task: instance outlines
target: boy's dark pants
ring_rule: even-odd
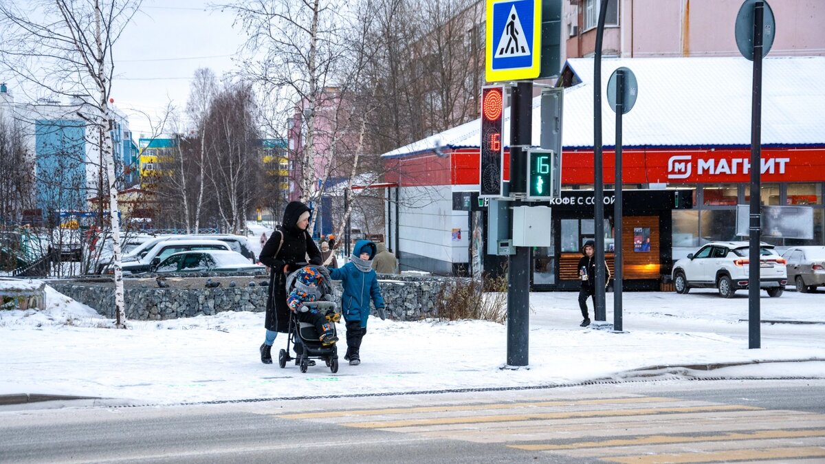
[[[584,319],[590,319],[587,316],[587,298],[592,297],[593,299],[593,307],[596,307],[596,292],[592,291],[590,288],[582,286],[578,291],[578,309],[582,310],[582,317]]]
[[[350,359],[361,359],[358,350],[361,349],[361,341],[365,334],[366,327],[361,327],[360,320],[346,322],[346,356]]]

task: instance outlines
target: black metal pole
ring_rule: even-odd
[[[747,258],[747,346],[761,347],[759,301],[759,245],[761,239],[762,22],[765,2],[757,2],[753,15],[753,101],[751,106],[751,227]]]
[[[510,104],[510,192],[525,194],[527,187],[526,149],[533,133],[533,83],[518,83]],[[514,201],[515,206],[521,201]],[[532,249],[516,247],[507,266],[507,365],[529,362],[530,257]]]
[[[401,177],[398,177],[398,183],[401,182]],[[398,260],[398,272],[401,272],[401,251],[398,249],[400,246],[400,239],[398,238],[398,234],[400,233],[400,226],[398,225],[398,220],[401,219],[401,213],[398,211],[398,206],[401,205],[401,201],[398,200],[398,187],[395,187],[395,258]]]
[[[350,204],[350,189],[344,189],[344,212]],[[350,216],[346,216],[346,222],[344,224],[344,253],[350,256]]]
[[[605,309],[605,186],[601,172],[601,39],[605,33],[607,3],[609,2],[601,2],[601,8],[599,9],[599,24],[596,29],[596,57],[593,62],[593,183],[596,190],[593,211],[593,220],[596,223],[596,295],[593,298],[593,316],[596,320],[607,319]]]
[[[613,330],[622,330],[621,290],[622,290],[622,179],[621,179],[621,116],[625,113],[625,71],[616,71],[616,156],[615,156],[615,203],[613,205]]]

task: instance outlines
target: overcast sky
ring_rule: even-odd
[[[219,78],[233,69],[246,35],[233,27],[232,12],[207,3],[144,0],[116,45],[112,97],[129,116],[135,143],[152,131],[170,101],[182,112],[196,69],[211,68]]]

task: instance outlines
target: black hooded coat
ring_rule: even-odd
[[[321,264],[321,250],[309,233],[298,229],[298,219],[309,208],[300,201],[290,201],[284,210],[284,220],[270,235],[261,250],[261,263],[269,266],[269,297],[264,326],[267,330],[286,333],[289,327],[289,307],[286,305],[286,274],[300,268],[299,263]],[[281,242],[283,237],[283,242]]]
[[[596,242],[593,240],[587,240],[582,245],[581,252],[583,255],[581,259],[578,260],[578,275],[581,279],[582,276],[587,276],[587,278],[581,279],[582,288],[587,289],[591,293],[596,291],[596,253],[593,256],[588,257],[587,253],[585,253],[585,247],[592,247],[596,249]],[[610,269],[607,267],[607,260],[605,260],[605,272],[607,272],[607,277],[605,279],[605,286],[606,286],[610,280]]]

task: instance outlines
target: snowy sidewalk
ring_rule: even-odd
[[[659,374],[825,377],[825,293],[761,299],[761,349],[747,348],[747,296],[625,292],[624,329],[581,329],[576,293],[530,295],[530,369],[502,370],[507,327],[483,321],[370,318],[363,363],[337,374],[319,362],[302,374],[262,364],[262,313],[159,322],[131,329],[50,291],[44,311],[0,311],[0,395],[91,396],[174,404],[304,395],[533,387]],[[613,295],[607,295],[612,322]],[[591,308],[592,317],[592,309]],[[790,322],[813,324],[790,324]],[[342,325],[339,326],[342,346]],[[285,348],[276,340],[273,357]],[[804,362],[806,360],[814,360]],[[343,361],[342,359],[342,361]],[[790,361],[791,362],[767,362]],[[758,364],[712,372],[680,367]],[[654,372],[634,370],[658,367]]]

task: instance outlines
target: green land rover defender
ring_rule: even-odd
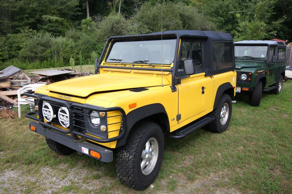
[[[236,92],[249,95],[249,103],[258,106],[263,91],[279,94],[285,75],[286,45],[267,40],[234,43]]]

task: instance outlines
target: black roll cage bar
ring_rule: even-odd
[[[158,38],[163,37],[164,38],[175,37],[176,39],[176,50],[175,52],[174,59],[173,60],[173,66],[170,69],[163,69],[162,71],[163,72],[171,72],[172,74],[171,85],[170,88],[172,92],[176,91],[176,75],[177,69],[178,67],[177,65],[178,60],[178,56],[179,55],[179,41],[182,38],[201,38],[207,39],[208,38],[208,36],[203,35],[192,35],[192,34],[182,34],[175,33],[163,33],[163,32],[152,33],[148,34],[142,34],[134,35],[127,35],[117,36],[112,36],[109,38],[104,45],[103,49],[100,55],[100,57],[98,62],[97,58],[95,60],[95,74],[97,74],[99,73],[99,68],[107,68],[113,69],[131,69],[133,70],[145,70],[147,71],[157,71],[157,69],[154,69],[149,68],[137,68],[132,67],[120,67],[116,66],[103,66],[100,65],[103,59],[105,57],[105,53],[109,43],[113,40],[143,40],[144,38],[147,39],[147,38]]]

########################################

Goal:
How many lines of the data contain the string "black"? Case counts, and give only the number.

Result of the task:
3